Since I don't code for money any more, my main daily LLM use is for some web searches, especially those where multiple semantic meanings would be difficult specify with a traditional search or even compound logical operators. It's good for this but the answers tend to be too verbose and in ways no reasonably competent human would be. There's a weird mismatch between the raw capability and the need to explicitly prompt "in one sentence" when it would be contextually obvious to a human.
Hah—I'm struggling to decide whether everyone experiencing it would be a good thing in terms of inoculating people's minds, or a terrible thing in terms of what it says about a society where it happens.
I pretty much never even went there for technical topics at all, just funny memes and such, but one day recently I started seeing crazy AI hype stories getting posted, and sadly I made a huge mistake and I clicked on one once, and now it’s all I get.
Endless posts from subs like r/agi, r/singularity, as well as the various product specific subs (for Claude, OpenAI, etc). These aren’t even links to external articles, these are supposedly personal accounts of someone being blown away by what the latest release of this or that model or tool can do. Every single one of these posts boils down to some irritating “game over for software engineers” hype fest, sometimes with skeptical comments calling out the clearly AI-generated text and overblown claims, sometimes not. Usually comments pointing out flaws in whatever’s being hyped are just dismissed with a hand wave about how the flaw may have been true at one time, but the latest and greatest version has no such flaws and is truly miraculous, even if it’s just a minor update for that week. It’s always the same pattern.
There’s clearly a lot of astroturfing going on.
Yet here we are, 20 years later, routinely ordering FURNITURE on the internent and often delivered "free".
My point being, sure, there is a lot of hype around AI but that doesn't mean that there aren't nuggets of very useful projects happening.
Neither argument works
Yeah I think so too. I even see it here on HN
I'm just tuning it all out. The big test is just installing the damn thing and seeing what it can do. There's 0 barrier to trying it
It doesn’t guarantee the skeptics are wrong all the time.

Source data
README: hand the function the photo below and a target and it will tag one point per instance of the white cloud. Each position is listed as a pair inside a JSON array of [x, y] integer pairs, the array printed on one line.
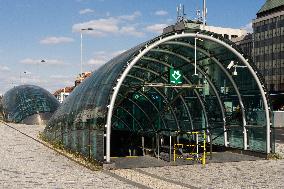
[[248, 27], [156, 28], [130, 30], [4, 68], [120, 25], [56, 40], [100, 26], [41, 62], [102, 57], [61, 77], [161, 13], [130, 17], [86, 11]]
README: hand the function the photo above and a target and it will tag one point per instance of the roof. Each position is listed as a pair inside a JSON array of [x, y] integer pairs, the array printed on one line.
[[67, 90], [270, 4]]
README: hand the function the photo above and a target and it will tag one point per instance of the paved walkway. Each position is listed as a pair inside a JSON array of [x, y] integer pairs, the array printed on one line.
[[26, 163]]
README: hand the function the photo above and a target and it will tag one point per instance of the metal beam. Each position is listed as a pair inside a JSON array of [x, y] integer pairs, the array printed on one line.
[[210, 83], [164, 97], [164, 39], [156, 73], [149, 100], [228, 76]]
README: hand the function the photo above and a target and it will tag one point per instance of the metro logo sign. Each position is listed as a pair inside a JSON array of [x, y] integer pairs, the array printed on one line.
[[175, 76]]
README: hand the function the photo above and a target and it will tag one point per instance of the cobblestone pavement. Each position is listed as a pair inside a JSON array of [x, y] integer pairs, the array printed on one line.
[[26, 163]]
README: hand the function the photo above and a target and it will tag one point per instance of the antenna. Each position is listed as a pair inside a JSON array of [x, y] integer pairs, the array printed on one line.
[[180, 13], [204, 13], [198, 15]]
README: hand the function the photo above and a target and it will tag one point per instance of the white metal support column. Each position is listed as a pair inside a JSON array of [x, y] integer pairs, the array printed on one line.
[[176, 36]]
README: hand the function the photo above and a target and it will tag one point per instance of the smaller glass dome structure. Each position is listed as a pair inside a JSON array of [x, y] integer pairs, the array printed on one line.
[[28, 104]]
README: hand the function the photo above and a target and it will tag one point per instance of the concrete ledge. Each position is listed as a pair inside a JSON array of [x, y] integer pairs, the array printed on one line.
[[109, 166]]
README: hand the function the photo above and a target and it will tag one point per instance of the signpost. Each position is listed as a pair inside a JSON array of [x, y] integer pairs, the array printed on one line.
[[175, 76]]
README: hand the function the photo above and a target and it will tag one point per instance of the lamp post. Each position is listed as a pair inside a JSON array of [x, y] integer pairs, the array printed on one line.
[[195, 54], [81, 67]]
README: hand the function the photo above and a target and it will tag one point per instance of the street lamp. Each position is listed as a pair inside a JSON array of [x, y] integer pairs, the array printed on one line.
[[83, 29], [235, 66], [195, 55]]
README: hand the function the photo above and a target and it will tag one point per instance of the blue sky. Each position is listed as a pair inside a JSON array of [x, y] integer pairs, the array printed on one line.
[[32, 30]]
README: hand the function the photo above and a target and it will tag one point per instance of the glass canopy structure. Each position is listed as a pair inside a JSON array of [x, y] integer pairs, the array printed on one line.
[[184, 80], [28, 104]]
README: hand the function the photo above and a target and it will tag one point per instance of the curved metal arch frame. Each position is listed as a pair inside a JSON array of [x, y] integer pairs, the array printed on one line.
[[119, 119], [150, 120], [211, 85], [165, 98], [149, 100], [131, 116], [195, 91], [188, 81], [222, 68], [156, 73], [172, 37]]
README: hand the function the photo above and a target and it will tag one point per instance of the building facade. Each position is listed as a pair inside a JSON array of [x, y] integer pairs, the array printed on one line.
[[268, 44]]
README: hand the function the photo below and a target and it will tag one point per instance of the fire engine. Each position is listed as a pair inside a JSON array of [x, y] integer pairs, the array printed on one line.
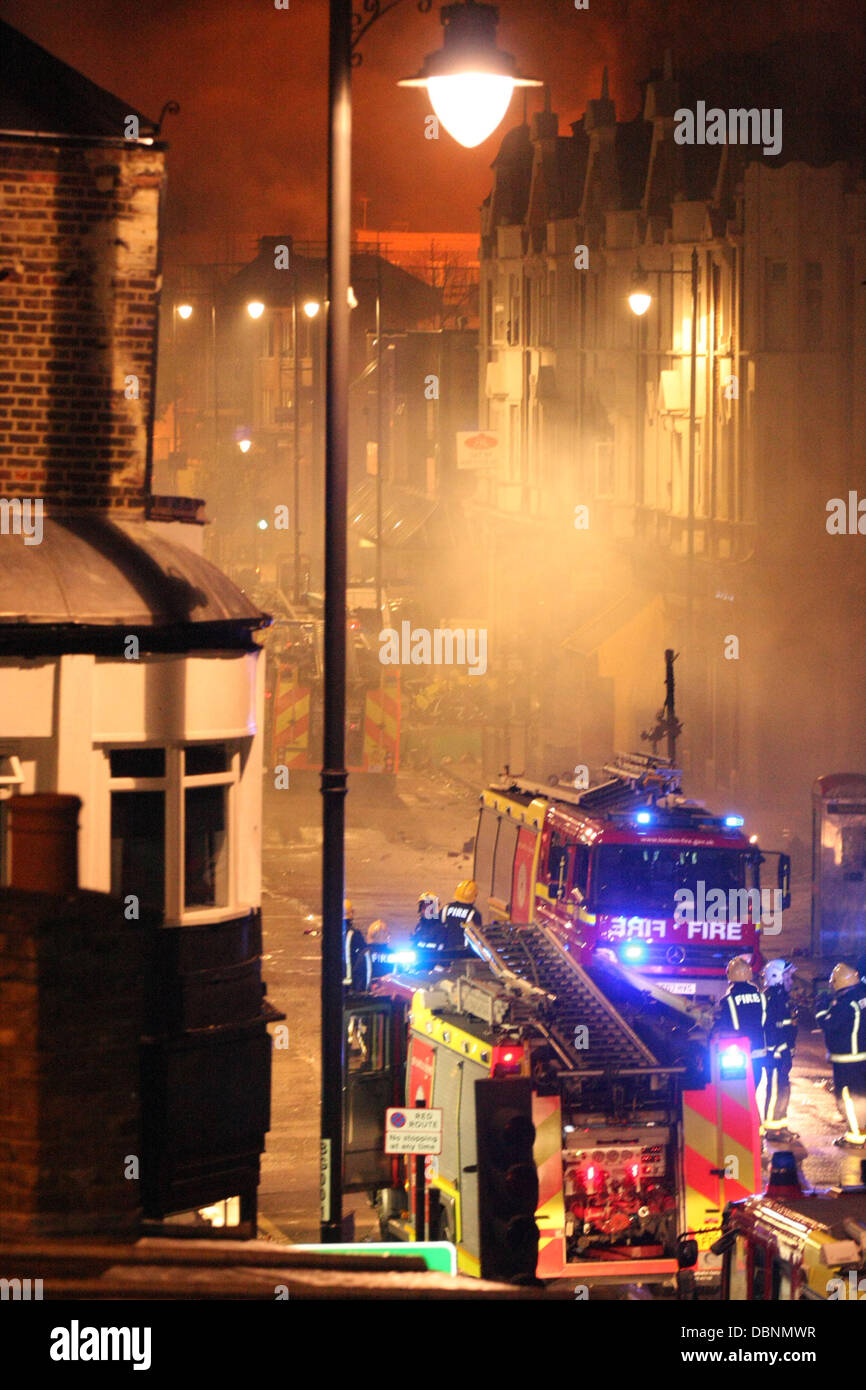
[[630, 866], [794, 1244], [590, 1129]]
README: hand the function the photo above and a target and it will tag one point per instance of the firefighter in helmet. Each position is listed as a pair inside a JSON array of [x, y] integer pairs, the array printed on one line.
[[741, 1009], [428, 936], [460, 913], [780, 1040], [844, 1025], [356, 959]]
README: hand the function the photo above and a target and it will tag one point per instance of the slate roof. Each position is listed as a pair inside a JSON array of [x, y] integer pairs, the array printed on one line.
[[38, 92]]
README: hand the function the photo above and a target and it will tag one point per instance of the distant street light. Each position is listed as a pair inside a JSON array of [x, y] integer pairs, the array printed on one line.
[[470, 107], [470, 82]]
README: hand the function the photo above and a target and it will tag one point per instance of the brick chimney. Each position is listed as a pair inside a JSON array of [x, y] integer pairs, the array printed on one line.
[[78, 307], [79, 282]]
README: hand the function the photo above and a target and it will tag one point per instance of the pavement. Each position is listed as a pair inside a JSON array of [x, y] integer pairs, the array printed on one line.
[[398, 845]]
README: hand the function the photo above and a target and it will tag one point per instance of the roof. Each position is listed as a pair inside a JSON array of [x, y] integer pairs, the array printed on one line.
[[38, 92], [91, 573]]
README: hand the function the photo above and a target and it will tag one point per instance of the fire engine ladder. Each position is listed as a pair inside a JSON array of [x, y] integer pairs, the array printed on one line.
[[535, 955]]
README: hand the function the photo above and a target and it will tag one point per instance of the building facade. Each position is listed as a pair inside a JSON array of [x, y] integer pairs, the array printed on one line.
[[652, 520]]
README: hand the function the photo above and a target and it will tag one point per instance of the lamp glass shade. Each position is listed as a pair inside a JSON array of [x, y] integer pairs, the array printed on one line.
[[470, 104]]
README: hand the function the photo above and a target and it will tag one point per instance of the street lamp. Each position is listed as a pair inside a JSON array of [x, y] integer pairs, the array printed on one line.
[[470, 52], [470, 82]]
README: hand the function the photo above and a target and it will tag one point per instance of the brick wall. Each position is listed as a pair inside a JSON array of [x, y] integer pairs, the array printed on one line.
[[78, 319]]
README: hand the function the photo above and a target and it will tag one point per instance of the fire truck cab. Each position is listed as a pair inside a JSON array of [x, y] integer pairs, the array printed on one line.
[[790, 1244], [628, 866]]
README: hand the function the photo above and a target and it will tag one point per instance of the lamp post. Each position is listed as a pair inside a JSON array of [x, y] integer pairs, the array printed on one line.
[[467, 84], [310, 309], [640, 299]]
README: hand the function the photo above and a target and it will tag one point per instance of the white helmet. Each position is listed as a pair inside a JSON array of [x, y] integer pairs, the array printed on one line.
[[777, 972]]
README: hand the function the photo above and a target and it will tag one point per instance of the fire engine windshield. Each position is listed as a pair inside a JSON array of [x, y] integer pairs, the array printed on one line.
[[645, 877]]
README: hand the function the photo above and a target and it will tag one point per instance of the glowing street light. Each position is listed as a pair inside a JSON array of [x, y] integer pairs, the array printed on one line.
[[470, 82]]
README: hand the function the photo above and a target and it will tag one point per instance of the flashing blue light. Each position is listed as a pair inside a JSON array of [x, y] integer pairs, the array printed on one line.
[[733, 1062], [402, 958], [633, 952]]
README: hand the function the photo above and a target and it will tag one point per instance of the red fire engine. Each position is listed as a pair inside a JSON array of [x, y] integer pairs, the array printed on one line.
[[630, 866]]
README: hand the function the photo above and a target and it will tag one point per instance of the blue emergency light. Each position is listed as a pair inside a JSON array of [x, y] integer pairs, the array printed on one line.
[[633, 952], [733, 1062], [402, 958]]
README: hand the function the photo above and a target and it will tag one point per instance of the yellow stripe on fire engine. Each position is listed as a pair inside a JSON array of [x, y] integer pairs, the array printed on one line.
[[426, 1022], [551, 1212]]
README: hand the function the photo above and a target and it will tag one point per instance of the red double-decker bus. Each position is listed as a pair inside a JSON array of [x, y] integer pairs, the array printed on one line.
[[633, 868]]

Work order 1
In the AI hype discussion, what does the first commenter mainly use LLMs for each day?
Work order 2
Do these statements agree with the AI hype discussion? Answer yes or no for each, quoting the deciding words. (a) The hyped posts from the product-specific subs are mostly links to external articles. (b) One commenter says people now routinely order furniture online. (c) One commenter says there is a high barrier to trying the tool.
Work order 3
Continue the AI hype discussion after its last comment.

Written answer 1
Web searches, especially ones with multiple semantic meanings that would be hard to specify with a traditional search or compound logical operators.

Written answer 2
(a) No: "These aren’t even links to external articles"
(b) Yes: "routinely ordering FURNITURE"
(c) No: "There's 0 barrier to trying it"

Written answer 3
It is really hard to actually make anything substantial on social media exposure. Unfortunately this does not stop many from exaggerating claims in order to (maybe become) be internet famous, or seeing high number of clicks etc. So it is both bad business for creators, and poisoning the discourse for readers - the only real winners are the social media companies and the product companies that get hyped up.
However getting the AI to build production quality code is sometimes quite frustrating, and requires a very hands-on approach.
I've been thinking about this a lot lately in another context -- vira priests being anti-vax and realized it's the other way around: their motivation doesn't matter, but the viewers don't want to see moderate content, they want to see highly polarized and controversial topics.
The same with the claims about AI. Nobody wants to hear AI boosts productivity in nuanced way, people either want to hear about 10X or -10X so the market dictates the content/meme.
Reddit is like 90% astroturfing, trolls, and bots.
Stocks are another matter. There were wonder "algorithms" even before "AI". I helped some friends tweak some. They had the enthusiasm and I had the programming expertise and I was curious.
That was a couple years ago. None of them is rich and retired now - which was what the test runs were showing - and I think most aren't even trading any more.
I have gone from being challenged on the first point, to the second. The hype is not what it has been.